▶ EXERCISE SET:
1. In the article on the Herat earthquake, which village was the worst affected?
2. Reproduce the stretch of the article on the Herat earthquake from "Following the initial" through "local partners, however.".

---------- DOCUMENT EXCERPT

The death toll in one of the deadliest earthquakes to strike Afghanistan in two decades is approaching 3000, Taliban officials confirmed. Source: NCR Online.
The 6.3 magnitude earthquake struck on October 7, 40 kilometres west of Herat city in the western Herat province.
Initial assessments of the United Nations indicated that the quake caused deaths across eight villages. Mahal Wadakah was the worst affected village.
Rescuers said they had found a further 350 bodies late on Sunday after officials previously put the death toll at 2445, The Guardian reported.
Following the initial quake, which struck at about 11am local time, several aftershocks have occurred, with tremors felt in neighbouring Badghis and Farah provinces, according to OCHA, the UN humanitarian office.
“Once again, children and families in Afghanistan have been affected by a devastating earthquake, this time in western Herat province,” UNICEF Afghanistan said in a post on X, formerly known as Twitter, on October 7.
The presence of Church charity organisations is close to zero with the Taliban government, an official from one of the Catholic organisations told OSV News. Some try to work with local partners, however.
“Our humanitarian partners have begun relief efforts, sending medical and trauma support to regional hospitals, as well as emergency shelter, food assistance and other supplies to the affected area,” Anne Bousquet, Catholic Relief Services’ country representative for Afghanistan told OSV News over email. CRS is the international relief and development agency of the Church in the United States.
“CRS, along with other humanitarian organisations, are participating in assessments to determine the scale of the damage and needs in Herat to identify where CRS can best support the response efforts.”
Earthquakes are a regular phenomenon in a country that often experiences seismic activity.

--------------------
---------- DATA EXTRACTS

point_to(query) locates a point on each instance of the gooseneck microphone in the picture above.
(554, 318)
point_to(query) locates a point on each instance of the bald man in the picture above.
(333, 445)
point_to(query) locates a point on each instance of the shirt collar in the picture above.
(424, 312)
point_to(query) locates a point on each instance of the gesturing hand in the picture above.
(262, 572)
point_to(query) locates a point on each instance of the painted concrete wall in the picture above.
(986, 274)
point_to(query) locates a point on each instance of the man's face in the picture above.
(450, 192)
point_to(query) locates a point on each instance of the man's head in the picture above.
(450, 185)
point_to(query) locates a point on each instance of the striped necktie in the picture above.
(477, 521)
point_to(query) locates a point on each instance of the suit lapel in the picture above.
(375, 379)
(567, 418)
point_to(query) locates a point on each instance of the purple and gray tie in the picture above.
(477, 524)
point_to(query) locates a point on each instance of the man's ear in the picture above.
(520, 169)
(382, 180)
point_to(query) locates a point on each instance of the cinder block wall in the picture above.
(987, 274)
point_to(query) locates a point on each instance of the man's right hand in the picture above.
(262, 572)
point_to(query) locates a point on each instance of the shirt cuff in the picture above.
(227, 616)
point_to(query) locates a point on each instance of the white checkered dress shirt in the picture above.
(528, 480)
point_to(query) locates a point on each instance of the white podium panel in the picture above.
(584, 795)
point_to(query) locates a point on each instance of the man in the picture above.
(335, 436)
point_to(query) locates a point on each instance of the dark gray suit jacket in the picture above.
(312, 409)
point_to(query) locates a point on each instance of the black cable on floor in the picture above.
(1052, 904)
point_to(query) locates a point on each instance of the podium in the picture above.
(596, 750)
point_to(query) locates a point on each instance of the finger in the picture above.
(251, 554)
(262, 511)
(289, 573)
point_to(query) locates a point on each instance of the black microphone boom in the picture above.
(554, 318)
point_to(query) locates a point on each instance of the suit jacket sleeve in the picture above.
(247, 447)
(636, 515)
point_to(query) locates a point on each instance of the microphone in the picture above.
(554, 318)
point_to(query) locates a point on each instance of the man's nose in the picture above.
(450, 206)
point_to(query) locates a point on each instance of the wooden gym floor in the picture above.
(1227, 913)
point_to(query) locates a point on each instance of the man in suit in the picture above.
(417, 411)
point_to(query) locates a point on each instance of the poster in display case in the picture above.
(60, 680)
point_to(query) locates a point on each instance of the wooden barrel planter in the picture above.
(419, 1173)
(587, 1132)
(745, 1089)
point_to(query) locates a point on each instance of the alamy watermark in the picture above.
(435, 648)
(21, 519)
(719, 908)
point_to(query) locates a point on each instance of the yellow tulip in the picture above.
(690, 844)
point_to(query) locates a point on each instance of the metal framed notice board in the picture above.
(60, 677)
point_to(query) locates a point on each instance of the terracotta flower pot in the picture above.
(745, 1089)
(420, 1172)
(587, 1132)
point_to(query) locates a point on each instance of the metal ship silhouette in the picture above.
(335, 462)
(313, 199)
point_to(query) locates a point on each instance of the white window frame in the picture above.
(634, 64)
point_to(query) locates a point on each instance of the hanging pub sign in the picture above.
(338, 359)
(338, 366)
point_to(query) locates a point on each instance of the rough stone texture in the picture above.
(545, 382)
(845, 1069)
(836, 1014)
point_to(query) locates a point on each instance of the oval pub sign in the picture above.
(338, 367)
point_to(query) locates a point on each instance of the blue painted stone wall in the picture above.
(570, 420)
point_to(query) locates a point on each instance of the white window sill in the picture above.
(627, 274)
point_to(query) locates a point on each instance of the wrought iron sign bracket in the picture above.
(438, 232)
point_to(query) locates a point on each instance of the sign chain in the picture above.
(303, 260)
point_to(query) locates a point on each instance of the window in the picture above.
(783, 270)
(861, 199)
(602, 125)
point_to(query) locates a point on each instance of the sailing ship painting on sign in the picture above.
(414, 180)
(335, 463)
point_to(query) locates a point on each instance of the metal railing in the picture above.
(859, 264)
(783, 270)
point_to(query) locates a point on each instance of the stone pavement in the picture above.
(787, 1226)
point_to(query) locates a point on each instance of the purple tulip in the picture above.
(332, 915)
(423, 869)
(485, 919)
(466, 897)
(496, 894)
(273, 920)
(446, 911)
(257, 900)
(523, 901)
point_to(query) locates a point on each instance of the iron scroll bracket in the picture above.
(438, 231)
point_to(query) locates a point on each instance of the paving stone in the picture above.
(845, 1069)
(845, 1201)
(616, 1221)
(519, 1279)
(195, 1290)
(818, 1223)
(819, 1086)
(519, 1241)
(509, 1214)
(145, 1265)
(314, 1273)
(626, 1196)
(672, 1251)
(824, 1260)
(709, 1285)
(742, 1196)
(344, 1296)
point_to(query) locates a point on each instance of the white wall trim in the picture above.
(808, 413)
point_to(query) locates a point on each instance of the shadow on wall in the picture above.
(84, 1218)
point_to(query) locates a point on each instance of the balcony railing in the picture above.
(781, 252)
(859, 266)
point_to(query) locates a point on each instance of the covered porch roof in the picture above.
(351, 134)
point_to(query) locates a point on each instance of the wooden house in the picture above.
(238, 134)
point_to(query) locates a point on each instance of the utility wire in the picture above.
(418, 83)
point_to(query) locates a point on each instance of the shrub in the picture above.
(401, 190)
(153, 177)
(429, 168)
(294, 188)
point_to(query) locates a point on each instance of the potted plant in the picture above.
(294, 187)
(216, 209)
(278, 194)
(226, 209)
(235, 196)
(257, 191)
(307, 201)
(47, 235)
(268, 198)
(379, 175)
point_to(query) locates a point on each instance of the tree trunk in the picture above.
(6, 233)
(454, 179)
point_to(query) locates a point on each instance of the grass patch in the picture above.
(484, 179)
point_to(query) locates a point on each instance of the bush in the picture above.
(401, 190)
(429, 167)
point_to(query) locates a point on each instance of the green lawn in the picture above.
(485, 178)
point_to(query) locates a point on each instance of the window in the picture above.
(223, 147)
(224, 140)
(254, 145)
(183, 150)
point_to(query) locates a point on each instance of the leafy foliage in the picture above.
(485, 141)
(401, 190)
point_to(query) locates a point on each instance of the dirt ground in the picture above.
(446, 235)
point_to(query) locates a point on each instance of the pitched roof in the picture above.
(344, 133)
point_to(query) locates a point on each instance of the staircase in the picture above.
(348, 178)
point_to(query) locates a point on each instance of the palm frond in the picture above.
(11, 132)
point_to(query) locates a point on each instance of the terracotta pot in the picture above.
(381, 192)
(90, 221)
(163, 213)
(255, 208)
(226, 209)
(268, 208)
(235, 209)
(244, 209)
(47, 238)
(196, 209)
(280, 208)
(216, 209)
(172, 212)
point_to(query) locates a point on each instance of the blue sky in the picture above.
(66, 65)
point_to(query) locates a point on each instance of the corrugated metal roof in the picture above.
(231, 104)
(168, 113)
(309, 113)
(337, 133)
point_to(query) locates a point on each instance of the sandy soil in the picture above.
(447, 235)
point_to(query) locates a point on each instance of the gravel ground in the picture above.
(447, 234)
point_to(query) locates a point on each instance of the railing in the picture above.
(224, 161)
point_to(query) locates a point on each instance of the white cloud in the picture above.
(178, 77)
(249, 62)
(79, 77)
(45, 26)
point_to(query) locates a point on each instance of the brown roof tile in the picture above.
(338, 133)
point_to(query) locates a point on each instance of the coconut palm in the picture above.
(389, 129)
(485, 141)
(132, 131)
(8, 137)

--------------------

▶ RESULTS BY TASK:
1. Mahal Wadakah

2.
Following the initial quake, which struck at about 11am local time, several aftershocks have occurred, with tremors felt in neighbouring Badghis and Farah provinces, according to OCHA, the UN humanitarian office.
“Once again, children and families in Afghanistan have been affected by a devastating earthquake, this time in western Herat province,” UNICEF Afghanistan said in a post on X, formerly known as Twitter, on October 7.
The presence of Church charity organisations is close to zero with the Taliban government, an official from one of the Catholic organisations told OSV News. Some try to work with local partners, however.